**YOUR OBJECTIVE**. Below are the records. Restate word for word every line from the one that contains "of the clothes" through the final line, both included.

**EXERCISE MATERIAL**.

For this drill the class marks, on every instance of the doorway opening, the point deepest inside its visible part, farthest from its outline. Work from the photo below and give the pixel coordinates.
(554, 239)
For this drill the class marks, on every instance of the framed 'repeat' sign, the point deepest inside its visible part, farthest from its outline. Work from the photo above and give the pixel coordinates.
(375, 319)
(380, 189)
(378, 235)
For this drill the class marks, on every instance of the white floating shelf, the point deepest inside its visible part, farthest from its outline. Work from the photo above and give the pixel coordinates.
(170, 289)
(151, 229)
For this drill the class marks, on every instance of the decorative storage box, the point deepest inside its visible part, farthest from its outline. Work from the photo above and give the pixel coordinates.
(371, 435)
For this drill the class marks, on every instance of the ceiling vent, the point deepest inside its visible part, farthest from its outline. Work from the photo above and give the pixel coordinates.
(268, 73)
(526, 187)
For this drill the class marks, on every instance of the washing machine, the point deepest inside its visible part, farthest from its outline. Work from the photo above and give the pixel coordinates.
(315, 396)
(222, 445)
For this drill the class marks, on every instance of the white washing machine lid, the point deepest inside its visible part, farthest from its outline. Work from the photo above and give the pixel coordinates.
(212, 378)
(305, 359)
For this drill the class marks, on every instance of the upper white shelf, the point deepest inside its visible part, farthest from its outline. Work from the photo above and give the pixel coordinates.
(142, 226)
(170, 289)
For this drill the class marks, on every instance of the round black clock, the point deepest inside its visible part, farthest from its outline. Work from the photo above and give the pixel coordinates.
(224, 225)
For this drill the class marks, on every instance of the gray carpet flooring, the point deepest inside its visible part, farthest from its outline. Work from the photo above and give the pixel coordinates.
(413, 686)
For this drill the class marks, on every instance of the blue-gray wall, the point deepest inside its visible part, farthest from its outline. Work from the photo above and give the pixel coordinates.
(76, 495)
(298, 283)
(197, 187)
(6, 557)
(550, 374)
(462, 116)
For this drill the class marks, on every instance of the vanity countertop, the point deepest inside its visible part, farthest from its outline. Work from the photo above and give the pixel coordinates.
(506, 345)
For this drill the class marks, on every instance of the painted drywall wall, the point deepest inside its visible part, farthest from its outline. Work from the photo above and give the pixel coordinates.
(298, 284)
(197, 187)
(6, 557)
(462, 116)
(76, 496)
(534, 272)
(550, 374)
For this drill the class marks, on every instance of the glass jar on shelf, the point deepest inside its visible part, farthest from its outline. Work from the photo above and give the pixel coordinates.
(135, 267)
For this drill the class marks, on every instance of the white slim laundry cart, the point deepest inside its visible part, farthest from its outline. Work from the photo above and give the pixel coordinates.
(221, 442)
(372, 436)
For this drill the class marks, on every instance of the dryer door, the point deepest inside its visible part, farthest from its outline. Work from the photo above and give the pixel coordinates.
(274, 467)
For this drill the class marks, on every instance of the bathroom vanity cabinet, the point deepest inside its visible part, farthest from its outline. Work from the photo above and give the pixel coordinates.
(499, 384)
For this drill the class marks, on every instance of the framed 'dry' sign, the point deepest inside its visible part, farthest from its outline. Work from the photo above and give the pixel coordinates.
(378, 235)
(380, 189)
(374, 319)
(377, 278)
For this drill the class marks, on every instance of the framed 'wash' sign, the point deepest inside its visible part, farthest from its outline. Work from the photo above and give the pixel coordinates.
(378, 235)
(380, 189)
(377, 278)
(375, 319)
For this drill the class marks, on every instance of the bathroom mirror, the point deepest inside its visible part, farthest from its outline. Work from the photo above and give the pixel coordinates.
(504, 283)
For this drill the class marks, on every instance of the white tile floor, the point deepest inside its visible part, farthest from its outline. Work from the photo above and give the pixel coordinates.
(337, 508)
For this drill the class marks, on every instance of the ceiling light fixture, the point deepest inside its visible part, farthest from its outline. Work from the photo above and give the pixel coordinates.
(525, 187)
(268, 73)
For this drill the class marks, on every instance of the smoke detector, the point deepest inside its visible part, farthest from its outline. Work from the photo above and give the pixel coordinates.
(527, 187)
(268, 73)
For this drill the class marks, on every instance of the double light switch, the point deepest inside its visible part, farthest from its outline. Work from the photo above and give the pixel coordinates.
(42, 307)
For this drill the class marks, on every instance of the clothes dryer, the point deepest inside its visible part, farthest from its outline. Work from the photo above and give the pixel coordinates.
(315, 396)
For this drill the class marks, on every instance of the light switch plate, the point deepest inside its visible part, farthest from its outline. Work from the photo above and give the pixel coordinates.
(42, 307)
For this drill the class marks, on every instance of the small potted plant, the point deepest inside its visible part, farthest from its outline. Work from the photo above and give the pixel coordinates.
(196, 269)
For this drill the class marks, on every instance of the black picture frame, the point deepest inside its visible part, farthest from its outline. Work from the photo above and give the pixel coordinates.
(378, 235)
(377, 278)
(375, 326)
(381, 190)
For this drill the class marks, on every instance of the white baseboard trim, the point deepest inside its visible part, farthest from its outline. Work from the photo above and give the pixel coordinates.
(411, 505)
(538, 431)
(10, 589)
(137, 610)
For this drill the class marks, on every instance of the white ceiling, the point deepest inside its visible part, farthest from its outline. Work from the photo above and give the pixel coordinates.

**SOLUTION TO THIS TASK**.
For this drill the class marks, on every instance of the clothes dryer, the point deepest inside its visible part, farthest from its outline. Work from the photo above and give the pixel coordinates.
(315, 396)
For this drill the class marks, on every instance of the light switch plate, the point deepest inside its visible part, farthest from its outline. Work from the photo above and give the pixel coordinates.
(42, 307)
For this drill the class marks, on every instance of the small potted plant, the point deepest inside its visible part, farthest from its outline. Work from the photo above and give the pixel coordinates.
(196, 269)
For this drill the class marks, on every instance of the black picture frame, the point deepest inside its visible part, farthest from its outline. Work from the photo above and give the pixel coordinates.
(378, 235)
(377, 278)
(375, 326)
(381, 190)
For this drill the class marks, on every instance of the white baseboard trim, the point deepest inside its visible part, farthest from its outline. Work from the photo above and give the pixel coordinates.
(411, 505)
(538, 431)
(10, 589)
(137, 610)
For this drill the class marks, on every instance of the white ceiling, the point deepest inside its visible part, farthest from its outline. Work from the photo above and give the pixel coordinates.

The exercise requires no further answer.